╔══

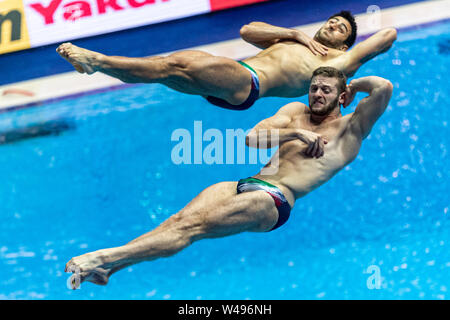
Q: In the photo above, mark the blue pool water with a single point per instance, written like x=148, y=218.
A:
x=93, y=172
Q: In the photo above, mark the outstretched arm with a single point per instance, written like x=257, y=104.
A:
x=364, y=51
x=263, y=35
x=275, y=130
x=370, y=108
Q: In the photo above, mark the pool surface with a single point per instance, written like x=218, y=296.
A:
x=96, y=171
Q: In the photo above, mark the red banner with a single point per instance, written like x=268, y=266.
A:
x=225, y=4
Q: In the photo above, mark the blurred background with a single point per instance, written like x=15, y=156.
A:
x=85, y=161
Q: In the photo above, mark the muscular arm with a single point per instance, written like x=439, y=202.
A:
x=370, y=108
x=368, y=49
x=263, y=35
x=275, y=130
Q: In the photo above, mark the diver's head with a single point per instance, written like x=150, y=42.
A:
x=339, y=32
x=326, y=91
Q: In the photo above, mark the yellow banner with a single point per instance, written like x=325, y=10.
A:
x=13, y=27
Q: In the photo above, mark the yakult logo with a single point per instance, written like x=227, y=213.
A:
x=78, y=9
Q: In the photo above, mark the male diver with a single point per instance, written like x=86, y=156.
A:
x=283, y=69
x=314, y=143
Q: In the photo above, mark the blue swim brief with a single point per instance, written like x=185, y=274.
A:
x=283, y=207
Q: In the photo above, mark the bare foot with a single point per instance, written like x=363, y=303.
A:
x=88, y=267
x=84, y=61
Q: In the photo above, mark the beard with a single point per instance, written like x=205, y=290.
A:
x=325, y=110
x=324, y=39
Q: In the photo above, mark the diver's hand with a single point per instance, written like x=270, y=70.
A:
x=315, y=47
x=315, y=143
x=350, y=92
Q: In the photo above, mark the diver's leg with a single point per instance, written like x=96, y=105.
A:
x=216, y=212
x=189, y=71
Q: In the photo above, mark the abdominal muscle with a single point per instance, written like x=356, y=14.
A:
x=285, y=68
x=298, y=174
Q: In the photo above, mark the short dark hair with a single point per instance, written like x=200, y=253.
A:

╚══

Required work :: Please rewrite the listing as a JSON list of strings, one string per line, starting at the line that contains "Q: In the photo above, mark the diver's head" and ending with the last line of the listing. Leave out blank lines.

Task solution ::
[
  "Q: In the photo above, mark the diver's head with a single point per instance, written like x=150, y=42.",
  "A:",
  "x=339, y=32",
  "x=326, y=91",
  "Q: In the photo above, mark the yellow banner with a single point per instance, written like x=325, y=10.",
  "A:",
  "x=13, y=27",
  "Q: In the photo above, mark the yakult logo with a single point per instance, written like x=227, y=213.",
  "A:",
  "x=78, y=9",
  "Q: In the photo above, mark the male diver with a single point per instance, written like x=86, y=156.",
  "A:",
  "x=283, y=69",
  "x=314, y=143",
  "Q: In the photo above, mark the blue swim brief with a single point per instance, written like x=185, y=274.",
  "A:",
  "x=283, y=207",
  "Q: In the photo above, mark the bare foot with a single point per instance, written like x=363, y=303.",
  "A:",
  "x=88, y=267",
  "x=84, y=61",
  "Q: In the photo above, mark the beard with a single point per instance, written like x=205, y=290.",
  "A:",
  "x=325, y=110",
  "x=324, y=39",
  "Q: In the photo above, mark the diver's hand with a single point per instance, written like x=270, y=70.",
  "A:",
  "x=315, y=47",
  "x=315, y=143",
  "x=350, y=92",
  "Q: In the photo above, mark the diver's leg with a single point per instance, written like x=96, y=105.",
  "A:",
  "x=216, y=212",
  "x=189, y=71",
  "Q: In the photo above, mark the abdominal muscle with a single point per instance, written like x=356, y=14.",
  "A:",
  "x=285, y=68",
  "x=298, y=174",
  "Q: In the photo above, mark the short dark hair with a single point per instance, written like x=200, y=253.",
  "A:"
]